— START Data listing —
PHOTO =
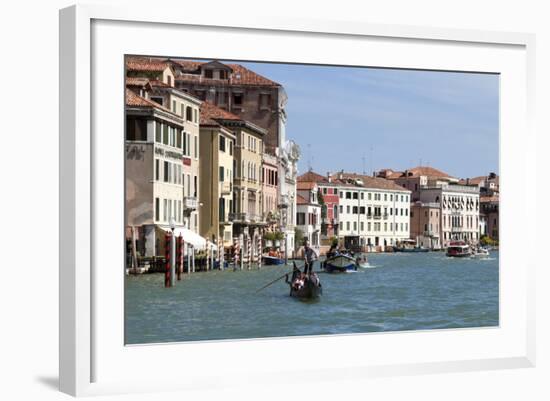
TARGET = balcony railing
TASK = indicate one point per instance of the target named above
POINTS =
(225, 188)
(189, 203)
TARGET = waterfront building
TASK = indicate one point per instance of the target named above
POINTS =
(329, 204)
(237, 89)
(216, 153)
(489, 188)
(425, 228)
(417, 178)
(458, 200)
(373, 212)
(270, 190)
(308, 213)
(490, 212)
(253, 98)
(245, 211)
(157, 188)
(459, 210)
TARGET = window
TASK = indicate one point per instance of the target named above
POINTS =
(166, 172)
(265, 101)
(157, 99)
(158, 132)
(136, 129)
(238, 99)
(165, 134)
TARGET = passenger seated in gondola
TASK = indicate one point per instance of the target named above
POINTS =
(310, 256)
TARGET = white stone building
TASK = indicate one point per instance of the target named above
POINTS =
(308, 213)
(373, 212)
(459, 211)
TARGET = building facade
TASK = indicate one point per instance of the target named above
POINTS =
(270, 190)
(154, 172)
(425, 224)
(329, 204)
(459, 211)
(217, 145)
(308, 214)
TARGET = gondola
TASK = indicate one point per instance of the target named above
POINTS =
(340, 263)
(272, 260)
(311, 289)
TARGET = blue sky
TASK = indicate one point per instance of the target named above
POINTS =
(360, 119)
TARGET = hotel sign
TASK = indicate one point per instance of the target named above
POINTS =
(169, 153)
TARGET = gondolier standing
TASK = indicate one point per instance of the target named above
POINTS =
(310, 256)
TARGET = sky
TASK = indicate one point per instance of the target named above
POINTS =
(365, 119)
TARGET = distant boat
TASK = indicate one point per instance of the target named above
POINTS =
(303, 287)
(272, 260)
(480, 253)
(409, 246)
(362, 261)
(340, 263)
(458, 249)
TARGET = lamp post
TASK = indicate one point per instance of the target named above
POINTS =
(172, 252)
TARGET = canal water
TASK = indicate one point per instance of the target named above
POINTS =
(400, 291)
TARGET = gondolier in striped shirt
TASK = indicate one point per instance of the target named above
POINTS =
(310, 256)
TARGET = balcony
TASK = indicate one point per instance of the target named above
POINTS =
(189, 203)
(247, 218)
(226, 188)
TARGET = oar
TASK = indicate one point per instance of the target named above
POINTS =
(274, 281)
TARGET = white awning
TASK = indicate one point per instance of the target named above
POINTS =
(191, 237)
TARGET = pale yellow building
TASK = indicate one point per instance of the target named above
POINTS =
(217, 145)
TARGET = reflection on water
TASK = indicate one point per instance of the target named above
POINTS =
(398, 292)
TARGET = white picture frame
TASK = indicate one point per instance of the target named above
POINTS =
(88, 366)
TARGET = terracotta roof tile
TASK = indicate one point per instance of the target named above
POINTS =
(209, 113)
(146, 64)
(133, 99)
(312, 176)
(374, 182)
(136, 81)
(300, 200)
(305, 185)
(240, 76)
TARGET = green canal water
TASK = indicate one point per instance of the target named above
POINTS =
(399, 292)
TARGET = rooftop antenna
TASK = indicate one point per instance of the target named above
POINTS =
(371, 168)
(309, 156)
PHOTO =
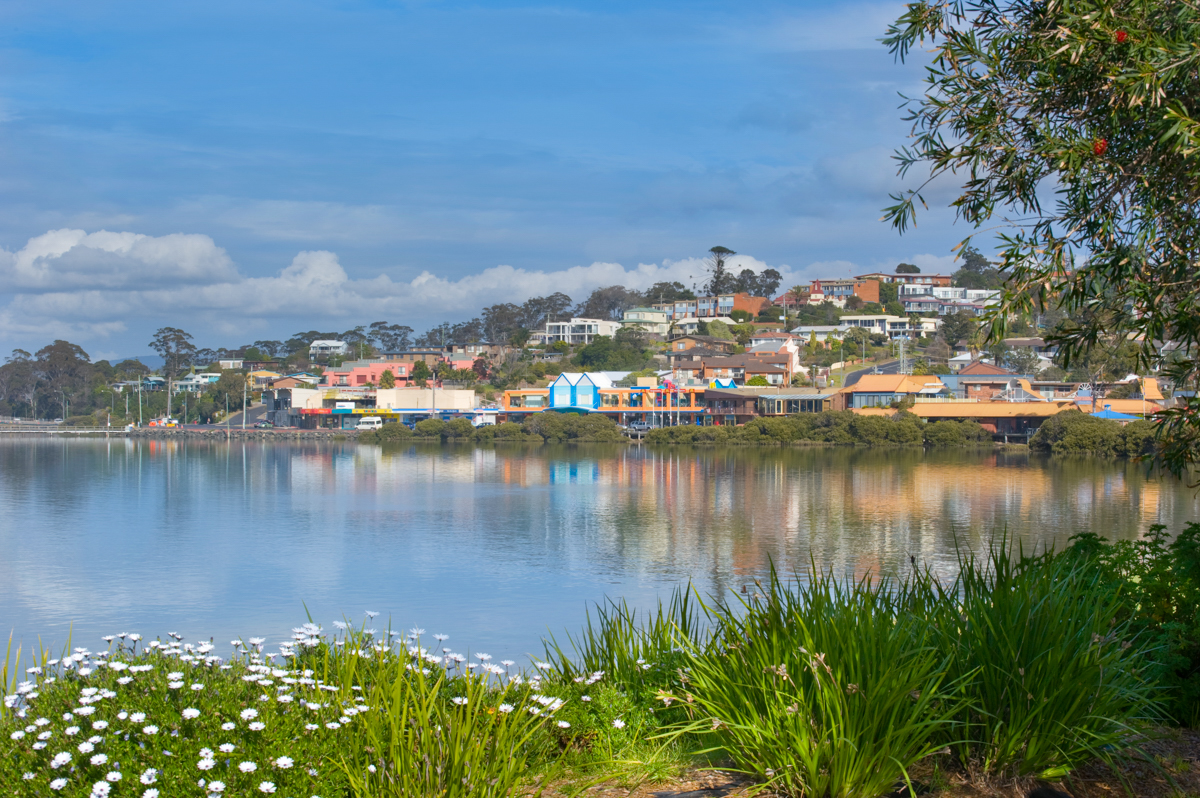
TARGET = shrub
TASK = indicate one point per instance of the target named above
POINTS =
(822, 689)
(459, 429)
(955, 433)
(166, 717)
(1078, 433)
(431, 427)
(1050, 676)
(1159, 587)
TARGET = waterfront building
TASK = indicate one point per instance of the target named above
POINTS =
(579, 331)
(652, 319)
(328, 348)
(883, 390)
(928, 281)
(713, 307)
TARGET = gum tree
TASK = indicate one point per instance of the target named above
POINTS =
(1073, 129)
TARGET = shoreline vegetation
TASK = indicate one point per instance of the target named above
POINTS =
(1023, 670)
(1062, 435)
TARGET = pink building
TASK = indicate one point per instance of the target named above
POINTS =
(360, 372)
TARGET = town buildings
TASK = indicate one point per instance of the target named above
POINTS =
(652, 319)
(328, 348)
(713, 307)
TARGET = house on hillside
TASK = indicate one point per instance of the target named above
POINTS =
(684, 342)
(324, 348)
(775, 369)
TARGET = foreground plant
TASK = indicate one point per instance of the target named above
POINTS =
(823, 688)
(1049, 676)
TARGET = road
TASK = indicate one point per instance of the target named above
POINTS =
(889, 367)
(255, 413)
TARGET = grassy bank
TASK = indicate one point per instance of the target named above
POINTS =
(1062, 435)
(1025, 667)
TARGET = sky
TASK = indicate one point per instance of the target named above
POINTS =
(246, 171)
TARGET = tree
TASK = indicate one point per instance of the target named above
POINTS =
(421, 373)
(1091, 101)
(609, 303)
(958, 327)
(389, 337)
(720, 281)
(1023, 360)
(175, 348)
(667, 292)
(888, 292)
(720, 330)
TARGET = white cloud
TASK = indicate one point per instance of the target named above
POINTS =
(82, 287)
(75, 259)
(841, 28)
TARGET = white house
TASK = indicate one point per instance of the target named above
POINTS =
(820, 333)
(327, 348)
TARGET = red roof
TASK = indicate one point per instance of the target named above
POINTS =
(981, 367)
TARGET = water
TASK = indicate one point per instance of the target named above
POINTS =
(492, 546)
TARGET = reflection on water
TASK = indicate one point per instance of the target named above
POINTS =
(495, 545)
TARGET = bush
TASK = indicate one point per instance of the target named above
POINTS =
(1138, 439)
(955, 433)
(431, 427)
(1078, 433)
(822, 689)
(1159, 588)
(558, 427)
(459, 429)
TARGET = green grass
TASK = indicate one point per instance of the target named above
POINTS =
(1023, 666)
(823, 688)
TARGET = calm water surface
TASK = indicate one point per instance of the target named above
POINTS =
(492, 546)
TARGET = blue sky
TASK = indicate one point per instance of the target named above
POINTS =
(251, 169)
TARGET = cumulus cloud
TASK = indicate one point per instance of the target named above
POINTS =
(79, 286)
(75, 259)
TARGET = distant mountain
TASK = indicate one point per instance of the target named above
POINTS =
(149, 361)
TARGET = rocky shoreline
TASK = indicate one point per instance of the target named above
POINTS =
(219, 432)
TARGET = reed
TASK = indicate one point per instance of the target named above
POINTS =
(822, 688)
(1049, 676)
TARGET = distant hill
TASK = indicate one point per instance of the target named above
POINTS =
(149, 361)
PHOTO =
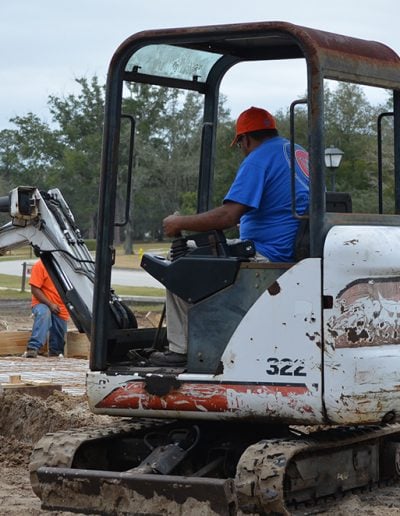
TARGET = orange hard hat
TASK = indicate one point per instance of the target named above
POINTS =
(253, 119)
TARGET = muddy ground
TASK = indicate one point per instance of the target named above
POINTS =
(24, 419)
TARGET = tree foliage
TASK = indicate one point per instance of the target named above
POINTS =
(66, 152)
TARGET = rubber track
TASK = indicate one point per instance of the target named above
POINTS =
(260, 478)
(58, 449)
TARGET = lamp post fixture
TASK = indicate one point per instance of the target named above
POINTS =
(333, 157)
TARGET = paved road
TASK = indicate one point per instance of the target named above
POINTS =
(131, 278)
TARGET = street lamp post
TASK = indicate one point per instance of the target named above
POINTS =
(333, 157)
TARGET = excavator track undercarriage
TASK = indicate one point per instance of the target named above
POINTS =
(151, 467)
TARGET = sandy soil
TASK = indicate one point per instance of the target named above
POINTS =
(24, 419)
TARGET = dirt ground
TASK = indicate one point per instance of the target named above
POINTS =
(24, 419)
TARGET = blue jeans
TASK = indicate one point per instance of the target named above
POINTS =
(45, 323)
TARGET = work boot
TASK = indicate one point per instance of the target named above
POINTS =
(167, 359)
(30, 353)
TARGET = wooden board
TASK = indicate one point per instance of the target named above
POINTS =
(42, 389)
(14, 343)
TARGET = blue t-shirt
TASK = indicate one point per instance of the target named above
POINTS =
(263, 183)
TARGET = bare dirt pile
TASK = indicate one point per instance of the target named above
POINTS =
(24, 420)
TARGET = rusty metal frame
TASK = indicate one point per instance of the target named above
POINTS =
(327, 55)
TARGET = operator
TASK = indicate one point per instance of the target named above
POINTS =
(259, 198)
(50, 315)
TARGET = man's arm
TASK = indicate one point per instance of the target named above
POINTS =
(223, 217)
(42, 298)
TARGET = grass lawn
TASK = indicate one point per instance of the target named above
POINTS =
(10, 286)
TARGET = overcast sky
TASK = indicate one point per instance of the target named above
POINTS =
(46, 44)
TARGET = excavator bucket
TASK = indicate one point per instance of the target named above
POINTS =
(111, 493)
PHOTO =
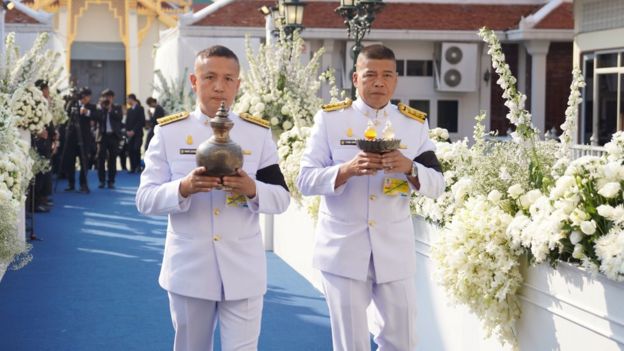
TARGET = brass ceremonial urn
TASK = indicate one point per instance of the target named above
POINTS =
(219, 154)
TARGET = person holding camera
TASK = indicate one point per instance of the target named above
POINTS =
(108, 137)
(77, 139)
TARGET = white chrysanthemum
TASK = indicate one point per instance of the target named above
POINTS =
(610, 251)
(610, 190)
(576, 237)
(515, 191)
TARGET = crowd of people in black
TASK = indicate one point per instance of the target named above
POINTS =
(96, 134)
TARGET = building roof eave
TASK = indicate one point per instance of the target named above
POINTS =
(40, 16)
(540, 34)
(28, 27)
(340, 33)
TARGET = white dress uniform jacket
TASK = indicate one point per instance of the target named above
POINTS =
(356, 220)
(213, 250)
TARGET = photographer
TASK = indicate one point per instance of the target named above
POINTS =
(135, 121)
(77, 139)
(108, 137)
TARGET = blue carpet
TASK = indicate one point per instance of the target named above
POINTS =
(92, 284)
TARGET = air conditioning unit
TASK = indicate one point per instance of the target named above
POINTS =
(456, 69)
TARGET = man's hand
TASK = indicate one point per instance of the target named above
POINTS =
(364, 163)
(43, 134)
(196, 182)
(395, 162)
(241, 184)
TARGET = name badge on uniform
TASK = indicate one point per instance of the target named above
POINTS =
(187, 151)
(233, 200)
(395, 186)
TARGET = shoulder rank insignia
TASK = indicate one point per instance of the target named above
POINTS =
(172, 118)
(337, 105)
(412, 112)
(255, 120)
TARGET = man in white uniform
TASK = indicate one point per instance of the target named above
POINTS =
(214, 265)
(364, 235)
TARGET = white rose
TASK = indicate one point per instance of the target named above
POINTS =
(515, 190)
(606, 211)
(588, 227)
(579, 252)
(529, 198)
(284, 110)
(576, 237)
(610, 190)
(494, 196)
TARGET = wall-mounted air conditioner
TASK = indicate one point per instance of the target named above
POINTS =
(456, 67)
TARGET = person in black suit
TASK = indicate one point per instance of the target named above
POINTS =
(42, 143)
(108, 138)
(135, 121)
(77, 139)
(154, 115)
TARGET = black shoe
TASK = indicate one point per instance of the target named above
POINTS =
(42, 209)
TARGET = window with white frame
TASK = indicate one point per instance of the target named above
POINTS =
(602, 112)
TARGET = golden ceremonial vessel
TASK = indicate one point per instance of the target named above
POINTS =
(371, 143)
(220, 155)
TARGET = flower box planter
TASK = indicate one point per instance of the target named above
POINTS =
(562, 309)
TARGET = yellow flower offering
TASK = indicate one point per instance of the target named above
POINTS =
(370, 133)
(388, 132)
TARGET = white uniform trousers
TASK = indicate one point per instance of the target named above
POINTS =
(392, 312)
(195, 320)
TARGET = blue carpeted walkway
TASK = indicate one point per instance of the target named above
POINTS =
(92, 284)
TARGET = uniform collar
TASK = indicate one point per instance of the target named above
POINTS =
(203, 118)
(370, 112)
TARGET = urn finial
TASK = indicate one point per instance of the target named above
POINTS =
(219, 154)
(221, 125)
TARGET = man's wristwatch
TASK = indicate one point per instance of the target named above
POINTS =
(414, 172)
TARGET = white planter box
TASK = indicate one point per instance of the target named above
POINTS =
(562, 309)
(3, 268)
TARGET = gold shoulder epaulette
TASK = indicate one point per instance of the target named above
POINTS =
(255, 120)
(172, 118)
(412, 112)
(337, 105)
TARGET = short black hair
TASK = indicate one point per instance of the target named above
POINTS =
(84, 92)
(377, 52)
(218, 51)
(41, 84)
(108, 92)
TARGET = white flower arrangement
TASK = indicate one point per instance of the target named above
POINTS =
(279, 87)
(519, 196)
(290, 148)
(479, 267)
(31, 109)
(22, 105)
(174, 96)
— END Data listing —
_To do_. Copy the records from the line with "TARGET = white picture frame" to the line with "(1159, 587)", swapping "shrub" for "bush" and leaving everything else unchanged. Leave the pictures out.

_The response_.
TARGET = white picture frame
TASK = indicate one point per instance of the target named above
POINTS =
(88, 366)
TARGET = terracotta roof tile
TASK = indicate one point per instance of the target named above
POINTS =
(209, 113)
(146, 64)
(133, 99)
(312, 176)
(374, 182)
(136, 81)
(300, 200)
(305, 185)
(240, 76)
TARGET = green canal water
TASK = indicate one point per instance of the target named above
POINTS =
(399, 292)
TARGET = rooftop antenna
TASK = indicate one point per instance of the target named above
POINTS =
(371, 168)
(309, 156)
PHOTO =
TARGET = bush
TASK = indicate one point per instance of the target named above
POINTS =
(822, 689)
(459, 429)
(955, 433)
(166, 717)
(1078, 433)
(431, 427)
(1050, 676)
(1159, 587)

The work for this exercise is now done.